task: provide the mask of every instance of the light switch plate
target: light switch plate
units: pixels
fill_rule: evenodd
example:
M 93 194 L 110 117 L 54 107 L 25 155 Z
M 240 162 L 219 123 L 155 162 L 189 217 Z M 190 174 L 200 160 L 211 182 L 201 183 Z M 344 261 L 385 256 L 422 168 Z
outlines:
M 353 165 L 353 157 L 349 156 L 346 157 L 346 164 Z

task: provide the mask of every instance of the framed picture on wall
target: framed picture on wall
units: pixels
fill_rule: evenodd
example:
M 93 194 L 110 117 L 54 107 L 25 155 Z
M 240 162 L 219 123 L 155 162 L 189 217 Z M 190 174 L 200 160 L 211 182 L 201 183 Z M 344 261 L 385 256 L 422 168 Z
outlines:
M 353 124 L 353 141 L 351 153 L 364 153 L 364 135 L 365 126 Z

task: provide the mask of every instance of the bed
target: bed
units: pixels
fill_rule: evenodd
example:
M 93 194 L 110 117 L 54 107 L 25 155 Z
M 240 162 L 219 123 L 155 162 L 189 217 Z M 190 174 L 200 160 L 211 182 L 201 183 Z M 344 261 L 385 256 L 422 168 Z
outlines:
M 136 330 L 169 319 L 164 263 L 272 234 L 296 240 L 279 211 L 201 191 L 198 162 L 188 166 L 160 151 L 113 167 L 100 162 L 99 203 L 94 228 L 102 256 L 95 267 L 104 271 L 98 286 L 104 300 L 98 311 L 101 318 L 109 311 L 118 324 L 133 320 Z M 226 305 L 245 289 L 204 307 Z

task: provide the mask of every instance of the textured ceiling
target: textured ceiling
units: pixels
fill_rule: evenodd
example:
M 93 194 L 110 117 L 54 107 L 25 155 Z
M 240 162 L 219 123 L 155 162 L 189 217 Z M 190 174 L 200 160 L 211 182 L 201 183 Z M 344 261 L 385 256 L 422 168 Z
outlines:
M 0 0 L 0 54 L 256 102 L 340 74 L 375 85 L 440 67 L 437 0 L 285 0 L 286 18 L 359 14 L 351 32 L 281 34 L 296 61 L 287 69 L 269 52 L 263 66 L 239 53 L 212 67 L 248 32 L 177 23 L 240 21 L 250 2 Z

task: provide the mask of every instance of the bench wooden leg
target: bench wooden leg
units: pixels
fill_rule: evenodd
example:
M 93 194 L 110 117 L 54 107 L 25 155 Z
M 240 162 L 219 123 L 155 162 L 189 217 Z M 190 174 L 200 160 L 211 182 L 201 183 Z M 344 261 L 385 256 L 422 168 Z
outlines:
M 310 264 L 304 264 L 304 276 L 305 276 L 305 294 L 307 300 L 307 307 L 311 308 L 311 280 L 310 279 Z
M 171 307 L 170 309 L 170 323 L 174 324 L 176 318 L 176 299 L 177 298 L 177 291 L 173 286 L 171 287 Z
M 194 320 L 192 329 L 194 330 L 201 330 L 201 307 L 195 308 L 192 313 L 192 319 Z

Given request: Rewrite the whole listing, putting "px" wherever "pixels" appears and leaving everything else unchanged.

The reply:
task: provide the mask of every instance of the light switch plate
target: light switch plate
units: px
fill_rule: evenodd
example:
M 93 194 L 110 117 L 54 107 L 25 155 Z
M 240 162 L 219 123 L 155 162 L 189 217 Z M 190 174 L 200 160 L 211 182 L 201 183 Z M 344 261 L 385 256 L 422 168 Z
outlines:
M 353 165 L 353 157 L 349 156 L 346 157 L 346 164 Z

task: provide the mask of every instance of the framed picture on wall
target: framed picture on wall
units: px
fill_rule: evenodd
example:
M 93 194 L 110 117 L 54 107 L 25 155 Z
M 240 162 L 219 123 L 155 162 L 189 217 Z M 190 174 L 200 160 L 211 182 L 201 183 Z M 344 261 L 385 256 L 422 168 Z
outlines:
M 353 124 L 353 141 L 351 153 L 364 153 L 364 135 L 365 126 Z

task: provide the mask of every instance of the bed
target: bed
units: px
fill_rule: evenodd
example:
M 93 194 L 110 117 L 54 107 L 25 155 Z
M 240 162 L 219 123 L 155 162 L 189 217 Z M 190 174 L 200 160 L 211 182 L 201 183 Z M 344 261 L 385 256 L 422 168 Z
outlines:
M 136 330 L 169 319 L 164 263 L 272 234 L 296 240 L 279 211 L 201 191 L 198 162 L 188 166 L 160 151 L 113 167 L 100 162 L 99 203 L 94 228 L 102 256 L 95 267 L 104 271 L 98 286 L 104 300 L 98 311 L 101 318 L 109 311 L 118 324 L 133 320 Z M 226 305 L 245 289 L 204 307 Z

task: provide the mask of every instance of the textured ceiling
target: textured ceiling
units: px
fill_rule: evenodd
example:
M 93 194 L 110 117 L 54 107 L 25 155 Z
M 240 162 L 219 123 L 155 162 L 189 217 Z M 190 174 L 200 160 L 211 182 L 201 183 Z M 344 261 L 385 256 L 422 168 Z
outlines:
M 0 0 L 0 54 L 256 102 L 340 74 L 375 85 L 440 67 L 437 0 L 285 0 L 286 18 L 359 14 L 351 32 L 281 34 L 296 61 L 287 69 L 269 52 L 263 66 L 239 53 L 212 67 L 248 32 L 177 23 L 240 21 L 250 2 Z

task: provide the mask of every instance of the bench wooden leg
target: bench wooden leg
units: px
fill_rule: evenodd
example:
M 93 194 L 110 117 L 54 107 L 25 155 Z
M 240 162 L 219 123 L 155 162 L 189 217 Z M 190 174 L 200 160 L 211 182 L 201 183 Z M 344 261 L 385 256 L 422 168 Z
outlines:
M 310 264 L 304 264 L 304 276 L 305 276 L 305 294 L 307 300 L 307 307 L 311 308 L 311 280 L 310 279 Z
M 171 307 L 170 309 L 170 323 L 174 324 L 176 318 L 176 299 L 177 298 L 177 291 L 173 286 L 171 287 Z
M 194 320 L 192 329 L 194 330 L 201 330 L 201 307 L 195 308 L 192 313 L 192 319 Z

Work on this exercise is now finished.